### SEITENTEXT:
»»
Der Thread wirft wieder einmal einige spannende Fragen zu Genderinteraktion, dem Umgang mit Sexualitaet, Erziehung und der Einstellung zu Sexualitaet auf. Ein Versuch, aus Axiomen zur konkreten Fragestellung eine Antwort zu erarbeiten, koennte fuer mich so aussehen:

  1. was verbinden wir mit Nacktheit? Ist Nackt sein boese? Sollte es verboten werden? Warum erregt es oeffentliches Aergernis?
  2. was verbinden wir mit Sexualitaet? Ist Sexualitaet boese? Sollte sie verboten werden? Warum erregt sie oeffentliches Aergernis? (sowohl alleine als auch zu zweit)
  3. wer ist das Subjekt, wer "muss als Objekt herhalten"? Ist es respektvoller, an einen Mann oder eine Frau beim masturbieren zu denken? Fuer wen? Welchen Alters (bzw. hat das Alter darauf einen Einfluss)? Welchen soziooekonomischen Status'? Warum benoetigen wir ueberhaupt ein Objekt? Ist Sexualitaet nicht etwas, das nur zwischen Subjekten passieren kann? ist dabei ein Machttransfer vorhanden/notwendig?
  4. ist es herabwuerdigend, wenn ich das "Objekt der Begierde" (Wichsvorlage) sehe? ist es herabwuerdigend, wenn ich das "Objekt der Begierde" nicht sehe?
««
### BEREITGESTELLTE DATEN:
»»
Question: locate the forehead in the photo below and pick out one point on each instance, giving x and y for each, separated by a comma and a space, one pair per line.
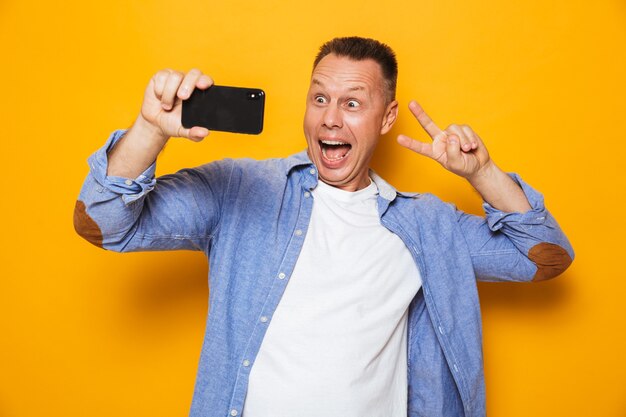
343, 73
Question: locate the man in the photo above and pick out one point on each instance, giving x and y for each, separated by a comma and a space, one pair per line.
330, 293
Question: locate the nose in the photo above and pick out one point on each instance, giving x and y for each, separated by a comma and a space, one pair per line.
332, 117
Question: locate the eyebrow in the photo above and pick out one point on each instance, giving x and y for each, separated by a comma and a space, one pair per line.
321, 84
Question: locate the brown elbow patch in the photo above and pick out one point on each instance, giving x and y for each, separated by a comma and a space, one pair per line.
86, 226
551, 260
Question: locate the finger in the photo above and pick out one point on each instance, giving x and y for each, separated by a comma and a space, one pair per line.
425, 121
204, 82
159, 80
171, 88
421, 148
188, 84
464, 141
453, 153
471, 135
««
»»
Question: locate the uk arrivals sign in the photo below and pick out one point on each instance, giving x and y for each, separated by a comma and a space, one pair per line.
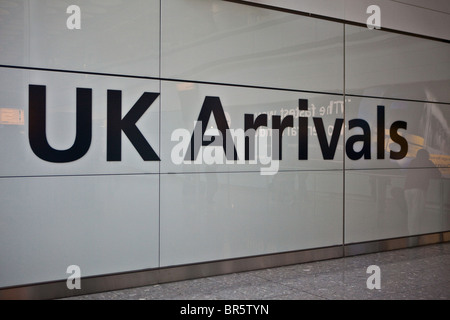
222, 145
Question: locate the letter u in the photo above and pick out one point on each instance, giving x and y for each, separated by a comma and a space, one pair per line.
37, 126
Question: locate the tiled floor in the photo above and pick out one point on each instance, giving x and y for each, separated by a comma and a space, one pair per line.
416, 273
««
»»
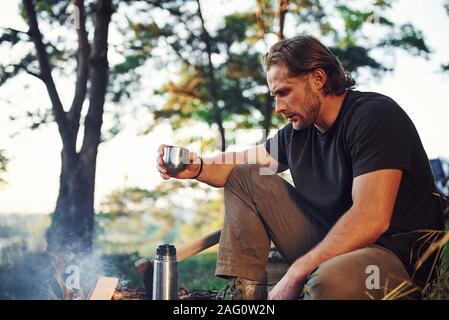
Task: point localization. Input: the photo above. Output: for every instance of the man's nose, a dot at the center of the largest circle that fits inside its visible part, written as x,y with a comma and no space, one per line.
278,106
««
### AUFGABEN:
1 > Kopiere einen Abschnitt aus dem Seitentext wortgetreu. Setze bei den Worten „2. was verbinden“ ein und hör nach den Worten „ein Machttransfer vorhanden/notwendig?“ auf.
2 > Zieh aus den bereitgestellten Zeilen jede heraus, in der das Wort „below“ vorkommt, und gib sie vollständig wieder.

### DIE LÖSUNGEN:
1 >
2. was verbinden wir mit Sexualitaet? Ist Sexualitaet boese? Sollte sie verboten werden? Warum erregt sie oeffentliches Aergernis? (sowohl alleine als auch zu zweit)
  3. wer ist das Subjekt, wer "muss als Objekt herhalten"? Ist es respektvoller, an einen Mann oder eine Frau beim masturbieren zu denken? Fuer wen? Welchen Alters (bzw. hat das Alter darauf einen Einfluss)? Welchen soziooekonomischen Status'? Warum benoetigen wir ueberhaupt ein Objekt? Ist Sexualitaet nicht etwas, das nur zwischen Subjekten passieren kann? ist dabei ein Machttransfer vorhanden/notwendig?

2 >
Question: locate the forehead in the photo below and pick out one point on each instance, giving x and y for each, separated by a comma and a space, one pair per line.
Question: locate the uk arrivals sign in the photo below and pick out one point on each instance, giving x and y for each, separated by a comma and a space, one pair per line.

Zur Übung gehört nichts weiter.